THE PROBLEM: Rewrite the entries below, changing each "instance" to "occurrence" and keeping every other word as it is.
——
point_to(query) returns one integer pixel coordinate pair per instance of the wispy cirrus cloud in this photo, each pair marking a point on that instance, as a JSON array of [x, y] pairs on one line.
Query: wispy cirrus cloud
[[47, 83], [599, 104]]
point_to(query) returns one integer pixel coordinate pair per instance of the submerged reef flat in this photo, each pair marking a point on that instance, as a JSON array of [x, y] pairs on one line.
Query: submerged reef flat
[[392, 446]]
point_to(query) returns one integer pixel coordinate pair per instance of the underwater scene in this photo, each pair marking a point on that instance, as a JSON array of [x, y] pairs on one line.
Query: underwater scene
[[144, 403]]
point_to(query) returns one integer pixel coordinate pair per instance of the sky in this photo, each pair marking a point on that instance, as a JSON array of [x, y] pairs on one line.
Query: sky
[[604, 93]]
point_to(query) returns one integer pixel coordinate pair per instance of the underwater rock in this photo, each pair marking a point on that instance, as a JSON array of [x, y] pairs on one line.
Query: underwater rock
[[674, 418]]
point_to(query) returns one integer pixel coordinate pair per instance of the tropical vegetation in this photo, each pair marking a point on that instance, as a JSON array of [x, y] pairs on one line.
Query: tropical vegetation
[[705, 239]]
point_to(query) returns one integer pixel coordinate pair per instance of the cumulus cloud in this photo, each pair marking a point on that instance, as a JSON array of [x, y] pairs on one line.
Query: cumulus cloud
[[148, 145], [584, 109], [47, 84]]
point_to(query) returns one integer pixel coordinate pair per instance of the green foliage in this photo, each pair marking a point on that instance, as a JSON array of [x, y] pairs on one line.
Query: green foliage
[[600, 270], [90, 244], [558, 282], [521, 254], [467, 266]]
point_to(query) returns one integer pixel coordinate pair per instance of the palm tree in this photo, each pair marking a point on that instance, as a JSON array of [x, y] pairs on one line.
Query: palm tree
——
RESULT BELOW:
point_to(query) returns one integer pixel coordinate pair per occurrence of the wispy cirrus cloud in this photo, each pair marking a point on that occurrence, as a JSON array of [x, y] pairs on one line.
Query: wispy cirrus cloud
[[47, 83], [599, 104]]
point_to(query) returns one integer pixel coordinate pair per occurrence of the submerged reef flat in this photo, each pair marking a point on that occurrence, as a JSON array of [x, y] pairs on one line.
Query: submerged reef flat
[[392, 446]]
point_to(query) returns one integer pixel coordinate pair per occurrence of the underwater scene in this photo, each pair marking a point on that occurrence, as a JSON array of [x, y] pairs on one line.
Query: underwater scene
[[144, 403]]
point_to(query) returns one integer pixel coordinate pair per occurrence of the sky in this photo, each pair marking a point on that occurrence, as a JSON array of [x, y] pairs on one line.
Query: sky
[[604, 93]]
point_to(query) returns one integer pixel coordinate pair per occurrence of the underwater rock in this photo, each pair marking a point on that occurrence, as a JSON array of [x, y] pairs on one line.
Query: underwater rock
[[674, 418]]
point_to(query) returns one integer pixel coordinate pair per occurrence of the tropical vegetation in this photo, each pair marking a point on that occurrence, as a JSON array of [x, y] pairs on one line.
Query: tropical vegetation
[[705, 239]]
point_to(query) returns one integer pixel coordinate pair per occurrence of the cumulus cloud in this photo, each pair marking a point on that occurrence, as a JSON array of [x, y] pairs on one line.
Query: cumulus cloud
[[148, 145], [584, 109], [47, 84]]
point_to(query) returns one integer pixel coordinate pair per occurrence of the green foliage in this photo, each pair marking a point on that occurrence, as a JSON array of [x, y] pairs on one line.
Query: green foliage
[[600, 270], [90, 244], [558, 282], [521, 254], [467, 266]]
point_to(query) returns one integer pixel coordinate pair per occurrence of the palm tree in this photo, each pair marking a point on that occurrence, as a JSON array of [x, y] pairs on one line.
Query: palm tree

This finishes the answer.